> **Description of the task**:
Recast the lines of the records below as a JSON list of strings, one string per line and no blank lines, covering only the stretch that opens with the line containing "locate green crop" and closes with the line containing "left=0, top=317, right=720, bottom=960", both included.
>> BEGIN Information shown
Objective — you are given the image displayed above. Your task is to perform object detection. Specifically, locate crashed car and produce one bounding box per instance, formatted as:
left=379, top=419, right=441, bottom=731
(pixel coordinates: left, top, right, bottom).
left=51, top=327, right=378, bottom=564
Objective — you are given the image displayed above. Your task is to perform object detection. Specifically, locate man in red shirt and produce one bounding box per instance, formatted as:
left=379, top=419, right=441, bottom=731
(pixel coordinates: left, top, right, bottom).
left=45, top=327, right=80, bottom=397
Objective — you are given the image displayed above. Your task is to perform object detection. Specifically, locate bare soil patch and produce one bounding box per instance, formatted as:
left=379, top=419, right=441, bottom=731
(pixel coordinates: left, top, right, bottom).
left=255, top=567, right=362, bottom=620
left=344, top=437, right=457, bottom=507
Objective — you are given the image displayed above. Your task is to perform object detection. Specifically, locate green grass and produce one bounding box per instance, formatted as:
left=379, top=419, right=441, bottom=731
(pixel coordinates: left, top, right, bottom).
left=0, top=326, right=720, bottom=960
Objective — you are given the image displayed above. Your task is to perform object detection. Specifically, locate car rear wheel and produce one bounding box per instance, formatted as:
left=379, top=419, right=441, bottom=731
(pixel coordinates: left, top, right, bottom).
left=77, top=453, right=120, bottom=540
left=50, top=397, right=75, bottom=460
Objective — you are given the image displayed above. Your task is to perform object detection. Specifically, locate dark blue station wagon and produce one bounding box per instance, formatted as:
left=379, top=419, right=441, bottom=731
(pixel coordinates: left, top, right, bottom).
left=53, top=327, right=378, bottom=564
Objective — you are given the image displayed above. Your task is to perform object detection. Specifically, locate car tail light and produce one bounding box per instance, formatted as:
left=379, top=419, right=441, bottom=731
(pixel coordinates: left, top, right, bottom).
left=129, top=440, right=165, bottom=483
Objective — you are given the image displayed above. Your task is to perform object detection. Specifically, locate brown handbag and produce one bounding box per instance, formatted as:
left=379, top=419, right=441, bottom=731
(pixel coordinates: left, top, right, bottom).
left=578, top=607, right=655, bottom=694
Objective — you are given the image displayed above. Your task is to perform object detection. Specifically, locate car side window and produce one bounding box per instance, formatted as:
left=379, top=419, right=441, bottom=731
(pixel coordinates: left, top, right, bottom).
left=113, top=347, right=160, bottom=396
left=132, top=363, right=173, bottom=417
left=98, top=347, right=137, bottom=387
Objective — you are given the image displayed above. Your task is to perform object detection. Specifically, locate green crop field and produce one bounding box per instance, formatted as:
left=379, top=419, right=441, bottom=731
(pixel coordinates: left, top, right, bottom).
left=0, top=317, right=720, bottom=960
>> END Information shown
>> BEGIN Information shown
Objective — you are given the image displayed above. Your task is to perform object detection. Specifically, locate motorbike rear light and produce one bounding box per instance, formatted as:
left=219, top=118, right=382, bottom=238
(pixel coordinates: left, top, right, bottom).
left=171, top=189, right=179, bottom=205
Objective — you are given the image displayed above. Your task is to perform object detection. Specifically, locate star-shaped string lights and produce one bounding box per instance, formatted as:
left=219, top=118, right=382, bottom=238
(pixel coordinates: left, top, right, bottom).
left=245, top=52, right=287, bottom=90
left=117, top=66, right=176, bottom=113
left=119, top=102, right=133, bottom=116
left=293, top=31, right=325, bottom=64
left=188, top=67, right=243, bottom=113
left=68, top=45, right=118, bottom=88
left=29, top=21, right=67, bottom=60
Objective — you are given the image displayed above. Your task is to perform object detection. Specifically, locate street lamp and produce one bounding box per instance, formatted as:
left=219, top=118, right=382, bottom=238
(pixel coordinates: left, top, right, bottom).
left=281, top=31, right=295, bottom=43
>> END Information shown
> **Problem solution**:
[
  "Objective — you are given the image displayed above. Your task is to perform object detection. Specifically, locate green crop field and produce one bounding box per instance, formatted as:",
  "left=379, top=419, right=441, bottom=731",
  "(pixel coordinates: left, top, right, bottom).",
  "left=0, top=317, right=720, bottom=960"
]